A synthetic sympathomimetic structurally related to epinephrine, isoproterenol is a nonselective β-adrenergic receptor agonist with little or no effect on α-receptors (see Table 38-2). Its cardiovascular effects include increased myocardial contractility, heart rate, and atrioventricular conduction due to stimulation of myocardial β₁– and β₂-adrenergic receptors, and vasodilation of skeletal muscle and pulmonary vasculature due to stimulation of vascular β₂-adrenergic receptors. Isoproterenol increases cardiac output and lowers both systemic and pulmonary vascular resistance.

Because of its propensity to increase heart rate, isoproterenol has relatively limited applications in the cardiac intensive care unit. However, isoproterenol may be useful in the management of torsades de pointes that is refractory to magnesium,²⁶ inotropic and chronotropic support immediately following cardiac transplant,²⁷ and treatment of pulmonary hypertension secondary to acute pulmonary embolism.²⁸ Isoproterenol is usually administered as a continuous infusion at 0.5 to 5 μg/min. The dose of isoproterenol may be limited by tachycardia, increased myocardial oxygen consumption leading to ischemia, and atrial or ventricular arrhythmias.

-------------------------

Can you copy the part of the isoproterenol passage that opens with the words containing "A synthetic sympathomimetic" and closes with "pulmonary vascular resistance."?

Items from a dataset
-------------------------

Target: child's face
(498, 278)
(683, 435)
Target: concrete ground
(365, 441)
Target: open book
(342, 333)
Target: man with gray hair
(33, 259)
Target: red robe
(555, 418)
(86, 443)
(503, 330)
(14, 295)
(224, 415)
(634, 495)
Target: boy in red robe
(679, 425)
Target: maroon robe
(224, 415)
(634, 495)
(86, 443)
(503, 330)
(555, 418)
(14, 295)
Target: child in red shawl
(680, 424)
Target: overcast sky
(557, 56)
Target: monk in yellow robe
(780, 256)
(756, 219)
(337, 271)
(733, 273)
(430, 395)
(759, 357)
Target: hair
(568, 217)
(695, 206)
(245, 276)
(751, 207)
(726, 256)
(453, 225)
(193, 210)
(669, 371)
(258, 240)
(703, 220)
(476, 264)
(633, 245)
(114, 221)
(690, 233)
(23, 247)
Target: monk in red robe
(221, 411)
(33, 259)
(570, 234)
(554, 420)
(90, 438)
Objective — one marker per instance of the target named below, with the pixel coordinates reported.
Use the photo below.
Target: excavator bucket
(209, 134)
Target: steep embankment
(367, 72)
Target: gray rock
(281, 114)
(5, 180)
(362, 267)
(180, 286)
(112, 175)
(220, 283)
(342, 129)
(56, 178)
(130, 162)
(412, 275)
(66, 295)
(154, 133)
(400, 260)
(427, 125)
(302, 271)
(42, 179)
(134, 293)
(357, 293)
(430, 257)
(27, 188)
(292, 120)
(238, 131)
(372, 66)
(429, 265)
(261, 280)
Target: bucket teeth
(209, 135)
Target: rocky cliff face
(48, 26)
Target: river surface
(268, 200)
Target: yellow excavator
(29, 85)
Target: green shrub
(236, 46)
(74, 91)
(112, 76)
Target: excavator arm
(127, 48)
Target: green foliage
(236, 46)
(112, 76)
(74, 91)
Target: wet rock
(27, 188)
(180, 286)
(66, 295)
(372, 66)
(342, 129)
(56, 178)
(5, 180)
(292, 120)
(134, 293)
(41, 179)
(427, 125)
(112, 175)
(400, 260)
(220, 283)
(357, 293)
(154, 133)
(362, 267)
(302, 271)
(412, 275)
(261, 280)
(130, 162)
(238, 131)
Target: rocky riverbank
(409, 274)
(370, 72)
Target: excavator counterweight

-------------------------

Solution to the exercise:
A synthetic sympathomimetic structurally related to epinephrine, isoproterenol is a nonselective β-adrenergic receptor agonist with little or no effect on α-receptors (see Table 38-2). Its cardiovascular effects include increased myocardial contractility, heart rate, and atrioventricular conduction due to stimulation of myocardial β₁– and β₂-adrenergic receptors, and vasodilation of skeletal muscle and pulmonary vasculature due to stimulation of vascular β₂-adrenergic receptors. Isoproterenol increases cardiac output and lowers both systemic and pulmonary vascular resistance.